YOUR OBJECTIVE
Exactly the lines from the line that has "query (the noun phrase to segment): wooden" through the final line below are to be retyped, and the pictures are not.

Contour labeling items
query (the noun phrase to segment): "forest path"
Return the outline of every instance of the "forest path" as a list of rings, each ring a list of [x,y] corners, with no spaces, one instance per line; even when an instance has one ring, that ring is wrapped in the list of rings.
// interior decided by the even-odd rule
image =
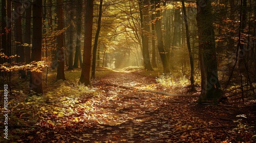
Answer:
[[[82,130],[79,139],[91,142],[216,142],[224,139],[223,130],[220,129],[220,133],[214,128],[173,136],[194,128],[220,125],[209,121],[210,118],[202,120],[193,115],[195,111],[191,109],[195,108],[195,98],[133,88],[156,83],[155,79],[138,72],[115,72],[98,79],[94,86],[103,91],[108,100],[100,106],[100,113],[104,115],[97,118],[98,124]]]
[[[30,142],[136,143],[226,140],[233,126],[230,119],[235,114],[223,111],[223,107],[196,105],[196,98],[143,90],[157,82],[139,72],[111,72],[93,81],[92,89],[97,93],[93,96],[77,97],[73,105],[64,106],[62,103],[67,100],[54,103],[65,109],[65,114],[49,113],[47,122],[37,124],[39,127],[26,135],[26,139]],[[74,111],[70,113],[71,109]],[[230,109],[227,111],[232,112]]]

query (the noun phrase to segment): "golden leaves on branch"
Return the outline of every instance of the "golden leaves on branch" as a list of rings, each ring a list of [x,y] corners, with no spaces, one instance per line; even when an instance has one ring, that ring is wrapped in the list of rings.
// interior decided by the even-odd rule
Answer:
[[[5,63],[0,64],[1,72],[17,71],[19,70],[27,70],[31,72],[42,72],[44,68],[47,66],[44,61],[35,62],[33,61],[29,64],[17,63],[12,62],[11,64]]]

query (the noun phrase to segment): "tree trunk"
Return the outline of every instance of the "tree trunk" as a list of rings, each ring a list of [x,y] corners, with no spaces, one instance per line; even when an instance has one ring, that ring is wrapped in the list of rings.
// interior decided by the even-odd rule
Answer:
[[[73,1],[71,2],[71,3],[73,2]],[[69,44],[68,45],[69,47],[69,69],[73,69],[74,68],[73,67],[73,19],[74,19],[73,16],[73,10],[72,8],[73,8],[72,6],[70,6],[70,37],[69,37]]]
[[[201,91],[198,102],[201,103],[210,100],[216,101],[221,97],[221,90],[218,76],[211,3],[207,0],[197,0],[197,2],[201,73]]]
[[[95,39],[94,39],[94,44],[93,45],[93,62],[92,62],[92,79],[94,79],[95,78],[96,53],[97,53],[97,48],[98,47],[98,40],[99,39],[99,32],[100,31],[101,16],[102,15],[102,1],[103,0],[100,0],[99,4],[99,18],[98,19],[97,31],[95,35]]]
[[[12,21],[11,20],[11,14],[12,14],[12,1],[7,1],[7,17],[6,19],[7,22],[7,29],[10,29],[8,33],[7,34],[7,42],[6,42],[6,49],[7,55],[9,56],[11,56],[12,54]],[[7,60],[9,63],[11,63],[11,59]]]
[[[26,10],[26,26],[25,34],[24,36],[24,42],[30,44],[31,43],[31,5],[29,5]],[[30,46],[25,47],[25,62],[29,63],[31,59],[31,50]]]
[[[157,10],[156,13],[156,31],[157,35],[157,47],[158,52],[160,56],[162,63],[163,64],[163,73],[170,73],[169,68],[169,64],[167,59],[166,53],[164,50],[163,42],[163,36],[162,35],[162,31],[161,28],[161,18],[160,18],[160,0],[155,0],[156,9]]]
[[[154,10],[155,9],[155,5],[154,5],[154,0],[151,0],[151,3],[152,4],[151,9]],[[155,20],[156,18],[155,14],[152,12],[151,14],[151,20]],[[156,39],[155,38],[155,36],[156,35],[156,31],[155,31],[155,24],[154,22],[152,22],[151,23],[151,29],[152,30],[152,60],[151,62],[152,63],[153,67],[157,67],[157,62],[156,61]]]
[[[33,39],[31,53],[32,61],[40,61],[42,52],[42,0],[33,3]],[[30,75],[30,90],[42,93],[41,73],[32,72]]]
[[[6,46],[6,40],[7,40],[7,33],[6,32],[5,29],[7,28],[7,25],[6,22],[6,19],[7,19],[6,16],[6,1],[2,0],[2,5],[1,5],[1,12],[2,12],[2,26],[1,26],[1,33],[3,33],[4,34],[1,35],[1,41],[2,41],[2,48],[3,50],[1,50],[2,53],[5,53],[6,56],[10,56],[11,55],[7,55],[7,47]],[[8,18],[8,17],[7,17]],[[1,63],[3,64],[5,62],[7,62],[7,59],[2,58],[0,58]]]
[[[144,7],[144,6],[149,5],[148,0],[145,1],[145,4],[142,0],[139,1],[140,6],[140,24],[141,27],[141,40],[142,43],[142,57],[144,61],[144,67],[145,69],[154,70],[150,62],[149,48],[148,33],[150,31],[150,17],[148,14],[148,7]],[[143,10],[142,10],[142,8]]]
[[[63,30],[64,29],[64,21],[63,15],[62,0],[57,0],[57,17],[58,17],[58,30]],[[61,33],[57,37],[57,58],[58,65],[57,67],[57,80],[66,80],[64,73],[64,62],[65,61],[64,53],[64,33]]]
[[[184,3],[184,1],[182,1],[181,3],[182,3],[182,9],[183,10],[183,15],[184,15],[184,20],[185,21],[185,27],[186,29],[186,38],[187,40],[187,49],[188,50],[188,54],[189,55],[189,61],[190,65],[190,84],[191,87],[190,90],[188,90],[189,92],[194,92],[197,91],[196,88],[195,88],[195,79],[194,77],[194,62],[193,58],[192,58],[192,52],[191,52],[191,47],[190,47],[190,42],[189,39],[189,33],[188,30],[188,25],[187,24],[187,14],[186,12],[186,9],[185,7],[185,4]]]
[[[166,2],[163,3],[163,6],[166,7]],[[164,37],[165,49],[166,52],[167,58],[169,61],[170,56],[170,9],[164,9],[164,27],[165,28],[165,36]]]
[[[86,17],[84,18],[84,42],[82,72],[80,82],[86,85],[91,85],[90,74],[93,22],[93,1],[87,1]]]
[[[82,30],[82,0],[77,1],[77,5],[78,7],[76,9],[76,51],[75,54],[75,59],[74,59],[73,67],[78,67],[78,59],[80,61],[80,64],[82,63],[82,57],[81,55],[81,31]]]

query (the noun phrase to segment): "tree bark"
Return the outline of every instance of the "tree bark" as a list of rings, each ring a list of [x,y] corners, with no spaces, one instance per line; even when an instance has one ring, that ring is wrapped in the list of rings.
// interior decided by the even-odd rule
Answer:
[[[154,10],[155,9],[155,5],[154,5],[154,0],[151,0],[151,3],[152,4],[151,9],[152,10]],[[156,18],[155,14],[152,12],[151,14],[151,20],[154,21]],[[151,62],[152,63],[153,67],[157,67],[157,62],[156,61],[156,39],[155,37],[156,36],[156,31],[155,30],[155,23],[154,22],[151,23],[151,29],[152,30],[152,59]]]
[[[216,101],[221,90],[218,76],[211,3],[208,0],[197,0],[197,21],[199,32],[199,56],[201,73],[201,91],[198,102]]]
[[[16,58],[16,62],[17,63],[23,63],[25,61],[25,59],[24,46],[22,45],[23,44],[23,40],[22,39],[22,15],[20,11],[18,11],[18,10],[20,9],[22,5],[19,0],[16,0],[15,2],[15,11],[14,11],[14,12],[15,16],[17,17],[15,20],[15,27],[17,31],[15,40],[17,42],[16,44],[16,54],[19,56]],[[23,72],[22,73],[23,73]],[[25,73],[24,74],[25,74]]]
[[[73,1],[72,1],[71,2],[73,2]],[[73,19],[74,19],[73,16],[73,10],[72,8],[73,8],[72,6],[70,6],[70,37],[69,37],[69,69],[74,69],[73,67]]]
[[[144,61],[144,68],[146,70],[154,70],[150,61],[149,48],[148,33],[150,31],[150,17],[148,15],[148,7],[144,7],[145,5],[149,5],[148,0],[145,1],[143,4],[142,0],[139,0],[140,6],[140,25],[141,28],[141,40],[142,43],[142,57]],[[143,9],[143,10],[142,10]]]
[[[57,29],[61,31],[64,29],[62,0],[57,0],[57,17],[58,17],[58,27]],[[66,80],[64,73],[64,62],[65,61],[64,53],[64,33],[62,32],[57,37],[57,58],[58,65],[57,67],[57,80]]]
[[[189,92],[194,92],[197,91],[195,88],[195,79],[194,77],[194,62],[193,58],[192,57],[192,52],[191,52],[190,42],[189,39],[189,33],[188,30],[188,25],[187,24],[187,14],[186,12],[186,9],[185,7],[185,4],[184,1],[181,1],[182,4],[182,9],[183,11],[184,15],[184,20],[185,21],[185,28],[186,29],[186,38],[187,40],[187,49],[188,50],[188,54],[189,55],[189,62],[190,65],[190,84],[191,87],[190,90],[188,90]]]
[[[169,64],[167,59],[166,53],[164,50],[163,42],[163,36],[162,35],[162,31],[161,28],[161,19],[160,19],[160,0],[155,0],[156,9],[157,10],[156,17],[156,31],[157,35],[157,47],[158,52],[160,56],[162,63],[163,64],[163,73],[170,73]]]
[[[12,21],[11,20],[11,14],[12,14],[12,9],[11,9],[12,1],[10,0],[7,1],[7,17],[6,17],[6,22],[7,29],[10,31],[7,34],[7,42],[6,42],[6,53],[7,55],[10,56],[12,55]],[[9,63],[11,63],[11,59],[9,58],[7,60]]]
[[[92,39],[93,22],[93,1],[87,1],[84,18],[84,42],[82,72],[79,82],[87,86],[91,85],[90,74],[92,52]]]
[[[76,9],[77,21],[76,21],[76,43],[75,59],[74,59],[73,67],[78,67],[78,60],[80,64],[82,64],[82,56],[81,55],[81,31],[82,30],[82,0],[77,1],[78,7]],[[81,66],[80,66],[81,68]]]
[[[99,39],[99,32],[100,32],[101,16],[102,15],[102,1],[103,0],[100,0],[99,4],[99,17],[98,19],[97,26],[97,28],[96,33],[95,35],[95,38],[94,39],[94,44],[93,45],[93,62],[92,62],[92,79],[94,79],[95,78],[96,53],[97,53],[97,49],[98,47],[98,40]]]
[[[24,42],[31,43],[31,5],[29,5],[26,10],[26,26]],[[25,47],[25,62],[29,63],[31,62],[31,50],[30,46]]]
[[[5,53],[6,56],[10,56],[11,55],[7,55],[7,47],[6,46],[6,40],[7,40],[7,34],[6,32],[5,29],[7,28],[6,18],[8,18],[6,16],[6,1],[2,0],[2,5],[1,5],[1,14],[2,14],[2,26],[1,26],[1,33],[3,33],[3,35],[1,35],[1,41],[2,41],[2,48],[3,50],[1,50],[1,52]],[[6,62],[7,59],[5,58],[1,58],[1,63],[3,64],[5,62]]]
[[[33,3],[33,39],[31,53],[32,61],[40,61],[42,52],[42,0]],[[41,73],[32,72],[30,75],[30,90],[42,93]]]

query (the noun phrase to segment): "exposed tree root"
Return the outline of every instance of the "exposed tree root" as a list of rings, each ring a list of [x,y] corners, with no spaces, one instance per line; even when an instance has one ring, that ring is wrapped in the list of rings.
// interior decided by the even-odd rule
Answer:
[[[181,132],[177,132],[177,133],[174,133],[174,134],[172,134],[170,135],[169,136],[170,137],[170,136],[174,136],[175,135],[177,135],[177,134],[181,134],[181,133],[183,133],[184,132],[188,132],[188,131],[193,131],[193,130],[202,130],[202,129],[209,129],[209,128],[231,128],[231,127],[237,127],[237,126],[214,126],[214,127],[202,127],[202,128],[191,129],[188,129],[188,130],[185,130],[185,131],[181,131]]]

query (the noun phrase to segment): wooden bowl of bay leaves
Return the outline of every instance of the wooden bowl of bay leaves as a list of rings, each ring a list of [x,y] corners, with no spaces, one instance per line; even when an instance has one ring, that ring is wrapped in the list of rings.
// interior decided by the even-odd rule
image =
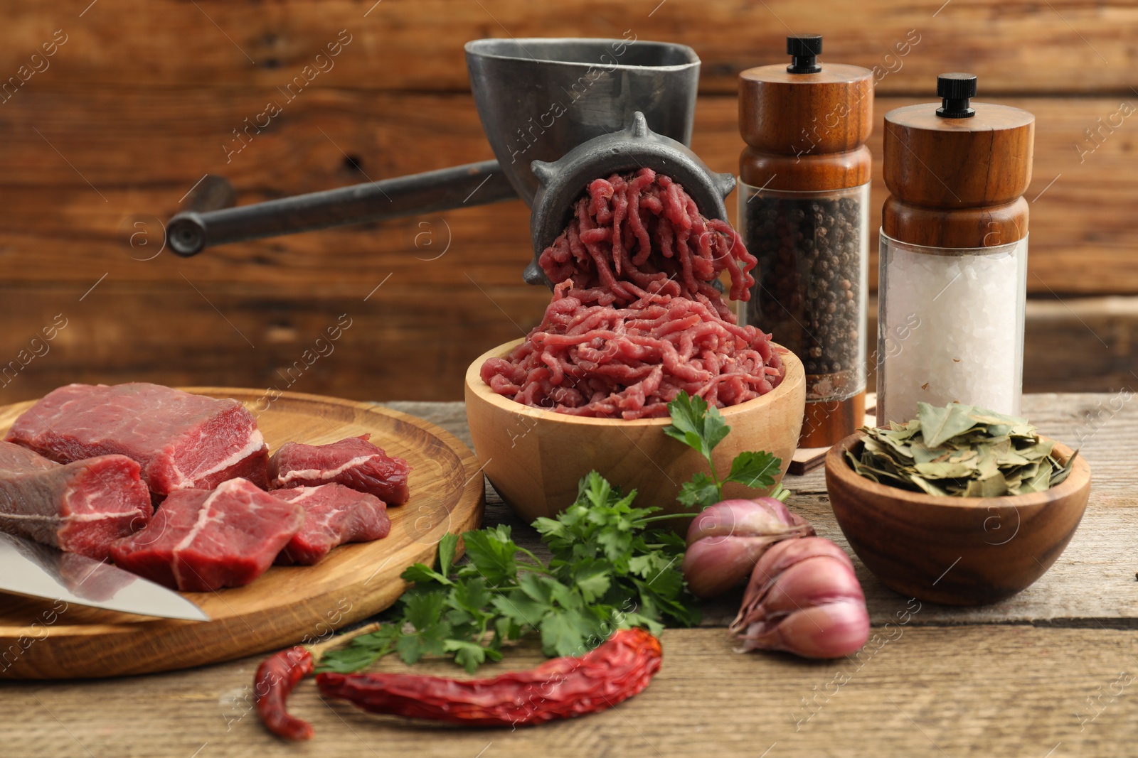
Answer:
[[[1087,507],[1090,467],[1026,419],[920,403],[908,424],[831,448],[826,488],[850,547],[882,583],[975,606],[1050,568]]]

SOLUTION
query (the noun phrase to segment): wooden bowl of bay leaves
Return the outline of every instance of the wooden bowl of bay leaves as a list of rings, each ring a list of [x,y] corners, with no spaces, one instance per line; even when an instance has one ring, that ring is wrapped in the list of rings.
// interior decided by the even-odd rule
image =
Answer:
[[[1087,507],[1090,467],[1026,419],[920,403],[908,424],[831,448],[826,488],[850,547],[882,583],[975,606],[1050,568]]]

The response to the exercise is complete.